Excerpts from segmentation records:
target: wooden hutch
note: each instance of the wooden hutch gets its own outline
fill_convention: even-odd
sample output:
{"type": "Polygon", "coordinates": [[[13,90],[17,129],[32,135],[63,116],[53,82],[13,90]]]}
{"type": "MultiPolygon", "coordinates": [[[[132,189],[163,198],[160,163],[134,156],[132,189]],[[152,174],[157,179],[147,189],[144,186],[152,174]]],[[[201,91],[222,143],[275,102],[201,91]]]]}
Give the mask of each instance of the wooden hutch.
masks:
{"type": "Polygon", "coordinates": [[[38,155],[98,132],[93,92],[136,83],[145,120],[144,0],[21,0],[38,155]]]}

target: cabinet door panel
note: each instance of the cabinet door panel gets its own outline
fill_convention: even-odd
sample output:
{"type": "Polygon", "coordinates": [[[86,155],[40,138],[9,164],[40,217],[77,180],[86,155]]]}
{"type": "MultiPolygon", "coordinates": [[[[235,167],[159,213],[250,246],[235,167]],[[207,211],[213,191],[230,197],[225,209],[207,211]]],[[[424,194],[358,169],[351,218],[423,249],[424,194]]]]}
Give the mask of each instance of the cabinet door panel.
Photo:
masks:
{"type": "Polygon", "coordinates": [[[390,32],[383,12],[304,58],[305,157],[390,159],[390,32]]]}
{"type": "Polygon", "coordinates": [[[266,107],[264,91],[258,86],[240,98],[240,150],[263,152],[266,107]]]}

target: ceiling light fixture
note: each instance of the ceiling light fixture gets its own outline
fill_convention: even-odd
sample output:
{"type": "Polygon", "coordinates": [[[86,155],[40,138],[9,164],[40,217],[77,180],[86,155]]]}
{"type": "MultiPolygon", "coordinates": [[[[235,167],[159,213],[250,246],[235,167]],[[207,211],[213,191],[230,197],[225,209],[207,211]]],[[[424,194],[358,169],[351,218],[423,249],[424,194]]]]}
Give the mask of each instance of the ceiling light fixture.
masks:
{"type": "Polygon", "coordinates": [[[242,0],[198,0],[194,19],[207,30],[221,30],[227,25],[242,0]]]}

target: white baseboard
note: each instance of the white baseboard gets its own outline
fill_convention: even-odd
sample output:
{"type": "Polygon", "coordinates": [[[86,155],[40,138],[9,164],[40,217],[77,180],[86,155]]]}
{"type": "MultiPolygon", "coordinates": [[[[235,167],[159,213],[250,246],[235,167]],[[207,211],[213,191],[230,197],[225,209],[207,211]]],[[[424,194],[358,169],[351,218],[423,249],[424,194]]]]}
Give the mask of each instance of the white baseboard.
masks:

* _Your instructions_
Lay out every line of the records above as a numbered list, omitting the blank lines.

* _Correct output_
1. target: wooden hutch
2. note: each instance of the wooden hutch gets its own outline
3. fill_convention: even-odd
4. sample output:
5. {"type": "Polygon", "coordinates": [[[13,90],[17,129],[32,135],[63,116],[53,82],[13,90]]]}
6. {"type": "MultiPolygon", "coordinates": [[[[132,189],[163,198],[160,163],[134,156],[132,189]],[[152,174],[157,179],[147,189],[144,186],[152,174]]],[[[201,91],[222,143],[275,102],[201,91]]]]}
7. Give the mask of each instance of the wooden hutch.
8. masks:
9. {"type": "Polygon", "coordinates": [[[38,155],[98,132],[93,92],[136,83],[145,120],[144,0],[21,0],[38,155]]]}
10. target: cabinet door panel
11. note: each instance of the cabinet door panel gets its own outline
12. fill_convention: even-odd
13. sample output:
14. {"type": "Polygon", "coordinates": [[[86,155],[40,138],[9,164],[40,217],[77,180],[86,155]]]}
15. {"type": "MultiPolygon", "coordinates": [[[[235,167],[159,213],[250,246],[235,167]],[[207,211],[213,191],[230,197],[225,209],[207,211]]],[[[424,194],[358,169],[351,218],[423,249],[424,194]]]]}
16. Give the mask of each instance of the cabinet door panel.
17. Photo:
18. masks:
19. {"type": "Polygon", "coordinates": [[[390,32],[383,12],[304,58],[305,157],[390,159],[390,32]]]}
20. {"type": "Polygon", "coordinates": [[[266,107],[264,91],[258,86],[240,98],[240,150],[263,152],[266,107]]]}
21. target: ceiling light fixture
22. note: each instance of the ceiling light fixture gets its own outline
23. fill_convention: even-odd
24. sample output:
25. {"type": "Polygon", "coordinates": [[[86,155],[40,138],[9,164],[40,217],[77,180],[86,155]]]}
26. {"type": "MultiPolygon", "coordinates": [[[[235,167],[159,213],[250,246],[235,167]],[[207,211],[213,191],[230,197],[225,209],[207,211]]],[[[424,194],[358,169],[351,218],[423,249],[424,194]]]]}
27. Give the mask of each instance of the ceiling light fixture.
28. masks:
29. {"type": "Polygon", "coordinates": [[[242,0],[198,0],[194,19],[207,30],[221,30],[227,25],[242,0]]]}
30. target: white baseboard
31. note: each instance of the white baseboard gets its own outline
32. fill_convention: even-odd
33. sample output:
34. {"type": "Polygon", "coordinates": [[[86,155],[40,138],[9,164],[40,217],[77,180],[86,155]]]}
35. {"type": "MultiPolygon", "coordinates": [[[[235,167],[159,213],[250,246],[235,167]],[[207,211],[213,191],[230,197],[225,209],[207,211]]],[[[424,194],[358,169],[351,218],[423,249],[424,194]]]]}
36. Give the mask of each instance of the white baseboard.
37. masks:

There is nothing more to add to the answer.